━━ SOURCE PASSAGE ━━
The book is devoted to the various aspects of light emission and the analysis of the radiative properties of matter and, in particular, the emission and absorption properties of atoms and ions in plasmas. It is based on lectures that we have given at the Sorbonne University in France and the Moscow Institute of Physics and Technology and the National Research Nuclear University in Russia.
The purpose of the presented material is to assist students and scientists investigating the complex atomic processes in different kinds of plasmas, by developing relatively simple but effective models. These models allow more generalized considerations and make it possible to extract also universal dependences (e.g., scaling laws) including both atomic and plasma parameters.
━━━
━━ SUPPLIED RECORDS ━━
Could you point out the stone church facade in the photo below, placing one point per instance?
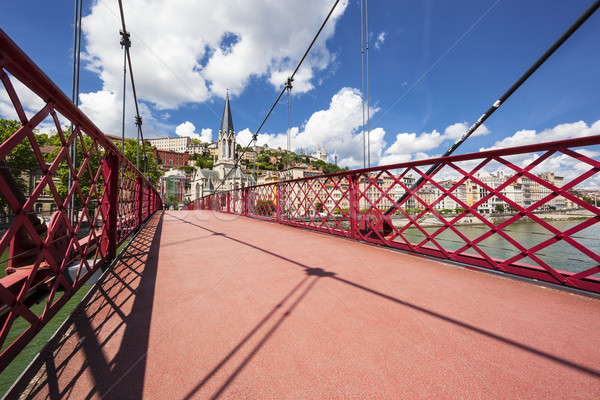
(226, 174)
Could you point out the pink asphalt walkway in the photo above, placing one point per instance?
(206, 306)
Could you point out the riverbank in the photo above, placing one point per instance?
(496, 218)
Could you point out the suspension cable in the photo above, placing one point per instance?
(75, 96)
(290, 79)
(362, 77)
(138, 117)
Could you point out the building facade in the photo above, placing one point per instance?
(226, 173)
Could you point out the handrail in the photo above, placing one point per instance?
(48, 250)
(467, 211)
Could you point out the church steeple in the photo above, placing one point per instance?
(226, 143)
(227, 122)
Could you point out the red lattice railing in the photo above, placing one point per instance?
(506, 210)
(61, 218)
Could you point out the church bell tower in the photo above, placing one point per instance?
(226, 142)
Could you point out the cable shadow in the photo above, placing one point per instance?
(483, 332)
(135, 274)
(317, 273)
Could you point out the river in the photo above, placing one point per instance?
(560, 255)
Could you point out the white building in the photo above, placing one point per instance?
(178, 144)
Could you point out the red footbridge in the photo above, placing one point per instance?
(478, 280)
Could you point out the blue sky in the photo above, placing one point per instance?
(186, 55)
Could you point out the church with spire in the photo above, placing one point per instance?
(226, 173)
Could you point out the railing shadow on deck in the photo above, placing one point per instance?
(136, 275)
(319, 273)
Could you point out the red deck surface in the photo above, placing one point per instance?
(206, 306)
━━━
* [INSTRUCTION A] According to the book description, at which universities were the lectures given?
* [INSTRUCTION B] Select every line of the rows that contains the string "church", matching case exactly.
The book description and the rows have nothing to do with each other.

* [FINAL RESULT A] The Sorbonne University in France, and the Moscow Institute of Physics and Technology and the National Research Nuclear University in Russia.

* [FINAL RESULT B]
Could you point out the stone church facade in the photo below, placing one point per instance?
Could you point out the church steeple in the photo above, placing one point per instance?
Could you point out the church bell tower in the photo above, placing one point per instance?
Could you point out the church with spire in the photo above, placing one point per instance?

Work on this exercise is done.